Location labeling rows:
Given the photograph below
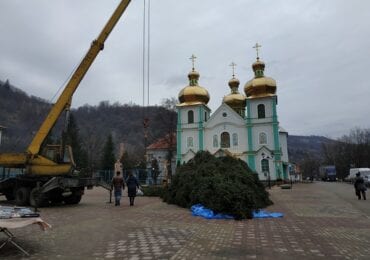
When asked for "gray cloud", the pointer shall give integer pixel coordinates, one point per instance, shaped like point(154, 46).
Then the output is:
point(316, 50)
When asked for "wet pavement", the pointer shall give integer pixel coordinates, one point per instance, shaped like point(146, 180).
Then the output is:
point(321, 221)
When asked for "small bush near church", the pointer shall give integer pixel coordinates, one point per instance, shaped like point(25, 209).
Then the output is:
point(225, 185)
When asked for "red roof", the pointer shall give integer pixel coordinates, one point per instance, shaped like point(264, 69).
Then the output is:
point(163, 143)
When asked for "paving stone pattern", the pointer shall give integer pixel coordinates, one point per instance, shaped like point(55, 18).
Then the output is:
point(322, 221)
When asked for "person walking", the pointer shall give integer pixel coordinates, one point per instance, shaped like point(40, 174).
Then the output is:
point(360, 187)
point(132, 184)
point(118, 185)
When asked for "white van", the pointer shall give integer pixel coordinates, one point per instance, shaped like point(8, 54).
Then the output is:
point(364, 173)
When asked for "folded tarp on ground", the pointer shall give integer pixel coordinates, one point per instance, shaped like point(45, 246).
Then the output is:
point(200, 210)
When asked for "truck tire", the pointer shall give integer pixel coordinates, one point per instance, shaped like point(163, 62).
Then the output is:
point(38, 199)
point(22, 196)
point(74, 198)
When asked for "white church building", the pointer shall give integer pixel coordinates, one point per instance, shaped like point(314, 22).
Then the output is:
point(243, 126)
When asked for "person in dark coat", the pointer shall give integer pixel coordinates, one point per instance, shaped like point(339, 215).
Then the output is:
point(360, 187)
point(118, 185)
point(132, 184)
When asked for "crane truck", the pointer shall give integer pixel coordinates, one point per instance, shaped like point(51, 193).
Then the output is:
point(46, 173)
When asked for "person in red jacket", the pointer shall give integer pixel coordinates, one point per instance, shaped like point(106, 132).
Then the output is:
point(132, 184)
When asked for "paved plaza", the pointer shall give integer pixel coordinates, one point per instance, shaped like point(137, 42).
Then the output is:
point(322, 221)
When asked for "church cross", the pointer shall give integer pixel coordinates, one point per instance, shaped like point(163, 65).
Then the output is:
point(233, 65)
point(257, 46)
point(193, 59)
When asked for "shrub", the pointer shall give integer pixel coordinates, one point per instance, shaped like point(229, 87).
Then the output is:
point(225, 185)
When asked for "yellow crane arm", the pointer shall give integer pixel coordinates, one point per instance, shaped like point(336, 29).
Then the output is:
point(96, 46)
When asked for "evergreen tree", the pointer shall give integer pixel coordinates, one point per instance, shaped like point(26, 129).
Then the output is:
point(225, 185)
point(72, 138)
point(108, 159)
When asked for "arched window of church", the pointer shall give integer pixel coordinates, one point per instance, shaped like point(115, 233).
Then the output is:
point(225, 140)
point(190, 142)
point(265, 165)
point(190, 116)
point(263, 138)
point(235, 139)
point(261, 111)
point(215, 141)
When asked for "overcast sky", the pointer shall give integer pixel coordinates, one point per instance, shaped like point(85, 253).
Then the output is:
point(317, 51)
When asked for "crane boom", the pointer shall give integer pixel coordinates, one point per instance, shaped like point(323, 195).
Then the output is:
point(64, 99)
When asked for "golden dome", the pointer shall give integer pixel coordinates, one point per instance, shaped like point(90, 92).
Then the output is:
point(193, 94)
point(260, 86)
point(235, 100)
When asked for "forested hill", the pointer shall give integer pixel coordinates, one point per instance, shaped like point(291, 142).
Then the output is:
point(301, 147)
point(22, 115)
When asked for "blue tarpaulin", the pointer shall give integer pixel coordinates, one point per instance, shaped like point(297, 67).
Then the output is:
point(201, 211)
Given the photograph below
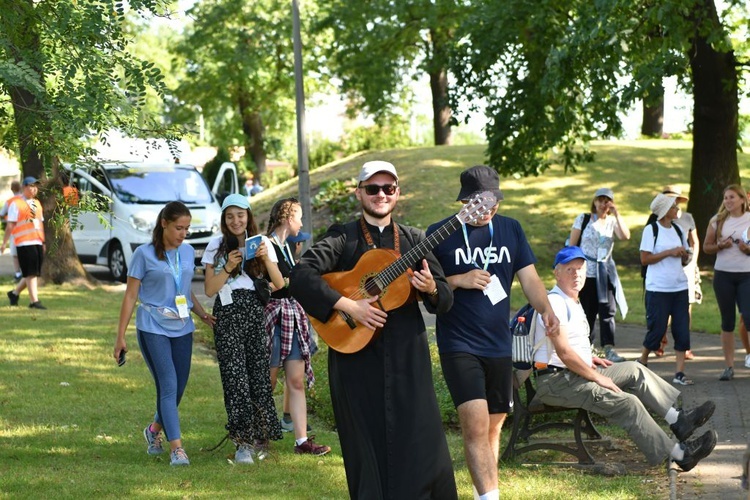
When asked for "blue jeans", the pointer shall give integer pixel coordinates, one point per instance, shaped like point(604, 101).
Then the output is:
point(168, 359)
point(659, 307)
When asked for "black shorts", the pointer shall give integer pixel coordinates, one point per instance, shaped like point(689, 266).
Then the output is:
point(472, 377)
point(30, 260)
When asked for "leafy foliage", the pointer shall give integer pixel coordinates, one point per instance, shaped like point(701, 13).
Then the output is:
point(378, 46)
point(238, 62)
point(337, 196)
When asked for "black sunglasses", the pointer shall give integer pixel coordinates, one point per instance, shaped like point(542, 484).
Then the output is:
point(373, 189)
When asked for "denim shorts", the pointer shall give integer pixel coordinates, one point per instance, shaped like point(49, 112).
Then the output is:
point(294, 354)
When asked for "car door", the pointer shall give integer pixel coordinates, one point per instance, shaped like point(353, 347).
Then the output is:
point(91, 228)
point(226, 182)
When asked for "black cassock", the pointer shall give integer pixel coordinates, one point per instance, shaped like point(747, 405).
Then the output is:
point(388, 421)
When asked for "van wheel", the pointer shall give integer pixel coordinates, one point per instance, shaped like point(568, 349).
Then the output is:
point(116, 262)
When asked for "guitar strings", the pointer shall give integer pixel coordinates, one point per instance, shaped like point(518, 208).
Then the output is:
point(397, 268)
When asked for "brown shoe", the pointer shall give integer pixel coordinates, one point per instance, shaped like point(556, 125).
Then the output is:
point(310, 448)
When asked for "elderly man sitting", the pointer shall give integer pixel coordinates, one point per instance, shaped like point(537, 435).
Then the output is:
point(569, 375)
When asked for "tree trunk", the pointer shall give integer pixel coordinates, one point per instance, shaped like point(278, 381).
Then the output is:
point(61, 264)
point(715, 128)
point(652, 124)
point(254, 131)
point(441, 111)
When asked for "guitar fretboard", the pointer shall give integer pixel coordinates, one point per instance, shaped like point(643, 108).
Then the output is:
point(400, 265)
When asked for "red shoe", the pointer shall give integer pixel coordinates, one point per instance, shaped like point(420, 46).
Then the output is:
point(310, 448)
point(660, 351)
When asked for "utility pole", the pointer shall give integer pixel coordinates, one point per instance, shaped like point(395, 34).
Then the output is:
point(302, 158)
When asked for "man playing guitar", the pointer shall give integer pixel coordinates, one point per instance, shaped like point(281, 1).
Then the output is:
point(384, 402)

• _Directive_: Copy every line of the rows above word for word, omitting the pictures.

• _Solved exercise_:
Given the photograph below
When asked for "gray cloud", the pointer shall give integer pixel coordinates, one point per instance, shaped like point(154, 46).
Then the output is:
point(316, 50)
When asked for "wet pavement", the pointer shall give integer pixel coordinates, one point per instance, shaped like point(146, 180).
Then the output is:
point(321, 221)
When asked for "small bush near church", the pointer shall give integer pixel coordinates, one point per instance, shaped like point(25, 209).
Then the output is:
point(225, 185)
When asked for "red roof", the pointer shall give integer pixel coordinates, one point per instance, shaped like point(264, 69).
Then the output is:
point(163, 143)
When asked for "paving stone pattern", the pointer shall give integer pixel coordinates, one point per instance, shaped like point(55, 18).
Then the output is:
point(322, 221)
When asked for "person walking", the pointer shall give integer pixel coordinates, one point per instance, shaped like point(40, 174).
Then the output is:
point(360, 187)
point(132, 184)
point(118, 185)
When asked for "white van", the pointer shall give integer pixel coordinates, one point per instance, shaped like point(8, 54).
Then the output is:
point(364, 173)
When asked for "folded tarp on ground", the pointer shall give integer pixel coordinates, one point per instance, shaped like point(45, 246).
Then the output is:
point(200, 210)
When asked for "truck tire", the pointer shall give integer pixel coordinates, one point per instance, shaped like point(163, 62).
Then the output is:
point(38, 199)
point(22, 196)
point(74, 198)
When asked for "white church building", the pointer shall give integer pixel coordinates, one point per instance, shaped like point(314, 22).
Then the output is:
point(243, 126)
When asked for "person in dark coat", the pointer shall give integer pixel coordinates, one point per instance, shaped like point(339, 215).
Then the output is:
point(360, 187)
point(118, 185)
point(132, 184)
When asked for "crane truck", the pointer shall give integer pixel coordinates, one point per instance, shaped like point(51, 193).
Then the output is:
point(46, 173)
When asked for "person in red jacket", the pointer shall give integer pixel coordinates, one point per instance, shaped like point(106, 132).
Then the output is:
point(132, 184)
When asked for "paved plaza", the pointer shall give integer pixel coordinates, one point per instance, shaped like point(137, 42).
Then the output is:
point(322, 221)
When asked for "church cross", the pointer shall give integer pixel coordinates, one point per instance, shaped like point(163, 65).
Then the output is:
point(233, 65)
point(257, 46)
point(193, 59)
When asked for "shrub", the pointer shall give integer pixel coordinates, one point per instance, shaped like point(229, 87).
Then the output is:
point(225, 185)
When asked for "yellow crane arm", the pointer shall give integer pixel coordinates, one point per instance, shaped like point(336, 29).
Then the output is:
point(96, 46)
When asked for "evergreen tree", the pointer shall give integer pixel coordinates, one point per instance, shaped like point(26, 129).
Then the output is:
point(225, 185)
point(72, 138)
point(108, 159)
When asked for "arched window of church", the pointer shall give integer pixel coordinates, one point per instance, shaped like point(115, 233).
Then the output is:
point(225, 140)
point(190, 142)
point(265, 165)
point(190, 116)
point(263, 138)
point(235, 139)
point(261, 111)
point(215, 141)
When asked for "overcast sky", the pointer shall give integer pixel coordinates, one point per instance, shaped like point(85, 253).
Then the output is:
point(317, 51)
When asked for "crane boom", the pointer shall give integer pixel coordinates, one point per instance, shaped like point(323, 195).
Then the output is:
point(64, 99)
When asked for "golden dome", the pointer shall give integer pixel coordinates, one point per instance, shaped like point(90, 92).
Then the output is:
point(193, 94)
point(260, 86)
point(235, 100)
When asked for "forested hill", the pointer shall give integer pixel coordinates, one point per instance, shaped like point(291, 142).
Then the output is:
point(301, 147)
point(22, 115)
When asked for "blue tarpaulin", the pointer shall give integer pixel coordinates, one point per instance, shaped like point(297, 67).
Then the output is:
point(201, 211)
Given the photograph below
When asked for "blue jeans", the pointer shall give integer pixel coordinates, one point per instance, shaped like point(604, 101).
Then the output is:
point(168, 359)
point(659, 307)
When asked for "black shorts", the pointer shall give integer pixel coordinates, one point per instance, shaped like point(689, 266).
Then the output is:
point(472, 377)
point(30, 260)
When asked for "leafy foliage", the pointer shall give integer pixel coordinates, one point per instance, shaped like point(701, 13).
Then the output is:
point(378, 46)
point(238, 62)
point(337, 196)
When asked for "black sunglasses", the pointer shall give integer pixel coordinates, one point per instance, shaped like point(542, 484).
Then the output is:
point(373, 189)
When asked for "denim shorts", the pointer shall give integer pixel coordinates, one point per instance, shaped like point(49, 112).
Then the output is:
point(294, 354)
When asked for "car door", the pointer shall give integer pixel coordinates, one point per instance, shaped like point(353, 347).
Then the output is:
point(91, 228)
point(226, 182)
When asked for "black cassock", the pointer shall give integer pixel coordinates, one point per instance, shaped like point(747, 405).
Then the output is:
point(388, 421)
When asked for "van wheel", the pointer shall give integer pixel coordinates, one point per instance, shaped like point(568, 349).
Then the output is:
point(116, 262)
When asked for "guitar strings", the pointer shall give integer pixel coordinates, one point per instance, shaped like point(518, 208).
Then the output is:
point(397, 268)
When asked for "brown shoe", the pointer shall give integer pixel coordinates, one point per instance, shaped like point(556, 125).
Then the output is:
point(310, 448)
When asked for "elderly man sitting", the pointer shall give integer pixel coordinates, one point per instance, shaped like point(537, 435).
Then the output is:
point(569, 375)
When asked for "tree trunk", the pointer shall give integer pixel coordinates, one point per instance, shaped like point(278, 381).
Then the output is:
point(61, 264)
point(715, 128)
point(652, 124)
point(254, 131)
point(441, 111)
When asked for "guitar fretboard", the pointer shall give integer pixel coordinates, one point per instance, shaped like point(643, 108).
Then the output is:
point(400, 265)
When asked for "red shoe", the pointer shall give integer pixel coordinates, one point per instance, shaped like point(420, 46).
Then the output is:
point(310, 448)
point(660, 351)
When asked for "utility pole", the pointer shall give integer pixel coordinates, one point per instance, shaped like point(395, 34).
Then the output is:
point(302, 158)
When asked for "man playing guitar", the pointer shall give integer pixel coordinates, one point per instance, shaped like point(281, 1).
Then the output is:
point(384, 402)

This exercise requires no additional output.